(PROBLEM TO WORK ON):
Reproduce every one of the lines below word for word, with no changes.

Object location annotation data:
↓

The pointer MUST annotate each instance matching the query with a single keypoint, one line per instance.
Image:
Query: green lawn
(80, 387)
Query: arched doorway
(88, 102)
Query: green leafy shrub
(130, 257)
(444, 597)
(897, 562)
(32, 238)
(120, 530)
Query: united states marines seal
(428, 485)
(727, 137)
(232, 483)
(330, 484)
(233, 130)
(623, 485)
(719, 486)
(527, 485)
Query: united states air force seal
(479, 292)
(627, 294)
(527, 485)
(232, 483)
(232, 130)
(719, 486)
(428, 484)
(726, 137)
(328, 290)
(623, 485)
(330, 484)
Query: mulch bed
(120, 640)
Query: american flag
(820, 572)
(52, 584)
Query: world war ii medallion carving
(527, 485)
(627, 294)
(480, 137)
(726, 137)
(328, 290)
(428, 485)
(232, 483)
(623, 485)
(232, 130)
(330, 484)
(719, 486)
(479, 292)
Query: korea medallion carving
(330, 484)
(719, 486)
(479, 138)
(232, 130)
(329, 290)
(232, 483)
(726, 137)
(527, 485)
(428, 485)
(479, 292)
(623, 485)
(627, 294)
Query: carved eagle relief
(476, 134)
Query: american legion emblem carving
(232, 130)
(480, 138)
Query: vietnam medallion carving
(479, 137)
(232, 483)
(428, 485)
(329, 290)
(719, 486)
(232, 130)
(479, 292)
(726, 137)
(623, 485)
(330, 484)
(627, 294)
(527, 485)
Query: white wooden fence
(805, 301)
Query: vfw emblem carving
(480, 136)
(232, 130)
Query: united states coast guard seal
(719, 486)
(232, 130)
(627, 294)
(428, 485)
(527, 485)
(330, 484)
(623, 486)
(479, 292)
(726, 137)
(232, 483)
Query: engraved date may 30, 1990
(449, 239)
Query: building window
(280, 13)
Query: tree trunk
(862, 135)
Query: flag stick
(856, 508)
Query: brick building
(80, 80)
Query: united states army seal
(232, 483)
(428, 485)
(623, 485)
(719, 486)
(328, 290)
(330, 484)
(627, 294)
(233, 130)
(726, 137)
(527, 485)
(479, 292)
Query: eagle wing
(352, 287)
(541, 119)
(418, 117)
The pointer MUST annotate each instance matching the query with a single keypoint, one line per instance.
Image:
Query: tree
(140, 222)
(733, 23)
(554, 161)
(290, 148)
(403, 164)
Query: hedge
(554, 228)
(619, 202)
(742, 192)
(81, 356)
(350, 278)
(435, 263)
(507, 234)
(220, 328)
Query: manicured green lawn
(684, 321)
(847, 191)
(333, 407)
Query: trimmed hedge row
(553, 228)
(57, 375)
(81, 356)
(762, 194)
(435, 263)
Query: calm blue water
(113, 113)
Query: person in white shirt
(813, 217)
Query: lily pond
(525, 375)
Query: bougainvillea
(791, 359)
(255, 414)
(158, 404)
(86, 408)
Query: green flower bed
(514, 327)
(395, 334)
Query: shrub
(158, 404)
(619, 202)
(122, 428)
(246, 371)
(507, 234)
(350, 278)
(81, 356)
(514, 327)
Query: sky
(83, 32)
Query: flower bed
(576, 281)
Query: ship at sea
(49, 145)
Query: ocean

↑

(OUTPUT BELOW):
The pointer MUST annotate each instance matching the query with a single keypoint, one line per instance.
Image:
Query: green lawn
(80, 387)
Query: arched doorway
(88, 102)
Query: green leafy shrub
(130, 257)
(444, 597)
(897, 562)
(32, 238)
(120, 530)
Query: united states marines seal
(428, 485)
(727, 137)
(232, 483)
(330, 484)
(233, 130)
(623, 485)
(719, 486)
(527, 485)
Query: united states air force seal
(479, 292)
(627, 294)
(527, 485)
(232, 483)
(232, 130)
(719, 486)
(428, 484)
(726, 137)
(328, 290)
(623, 485)
(330, 484)
Query: mulch bed
(120, 640)
Query: american flag
(820, 572)
(52, 584)
Query: world war ii medallion carving
(527, 485)
(627, 294)
(480, 137)
(726, 137)
(328, 290)
(428, 485)
(232, 483)
(623, 485)
(232, 130)
(330, 484)
(719, 486)
(479, 292)
Query: korea medallion carving
(330, 484)
(719, 486)
(479, 138)
(232, 130)
(329, 290)
(232, 483)
(726, 137)
(527, 485)
(428, 485)
(479, 292)
(623, 485)
(627, 294)
Query: carved eagle relief
(476, 134)
Query: american legion emblem carving
(232, 130)
(480, 138)
Query: vietnam medallion carving
(479, 137)
(232, 483)
(428, 485)
(329, 290)
(719, 486)
(232, 130)
(479, 292)
(726, 137)
(623, 485)
(330, 484)
(627, 294)
(527, 485)
Query: white wooden fence
(805, 301)
Query: vfw emblem carving
(480, 136)
(232, 130)
Query: united states coast guard seal
(719, 486)
(232, 130)
(627, 294)
(428, 485)
(527, 485)
(330, 484)
(623, 486)
(479, 292)
(726, 137)
(232, 483)
Query: engraved date may 30, 1990
(449, 239)
Query: building window
(280, 13)
Query: tree trunk
(862, 135)
Query: flag stick
(856, 508)
Query: brick building
(80, 80)
Query: united states army seal
(232, 483)
(428, 485)
(623, 485)
(719, 486)
(328, 290)
(330, 484)
(627, 294)
(233, 130)
(726, 137)
(527, 485)
(479, 292)
Query: eagle wing
(352, 287)
(541, 119)
(418, 117)
The pointer MUST annotate each instance matching the query with a single keypoint, one line per instance.
Image:
Query: tree
(140, 222)
(733, 23)
(554, 161)
(290, 148)
(403, 164)
Query: hedge
(554, 228)
(619, 202)
(742, 192)
(81, 356)
(350, 278)
(435, 263)
(507, 234)
(220, 328)
Query: manicured green lawn
(684, 321)
(847, 191)
(333, 407)
Query: trimmed hedge row
(553, 228)
(57, 375)
(81, 356)
(762, 194)
(435, 263)
Query: calm blue water
(113, 113)
Query: person in white shirt
(813, 217)
Query: lily pond
(525, 375)
Query: bougainvillea
(791, 359)
(255, 414)
(158, 404)
(86, 408)
Query: green flower bed
(514, 327)
(395, 334)
Query: shrub
(158, 404)
(619, 202)
(122, 428)
(246, 371)
(507, 234)
(350, 278)
(81, 356)
(514, 327)
Query: sky
(83, 32)
Query: flower bed
(576, 281)
Query: ship at sea
(49, 145)
Query: ocean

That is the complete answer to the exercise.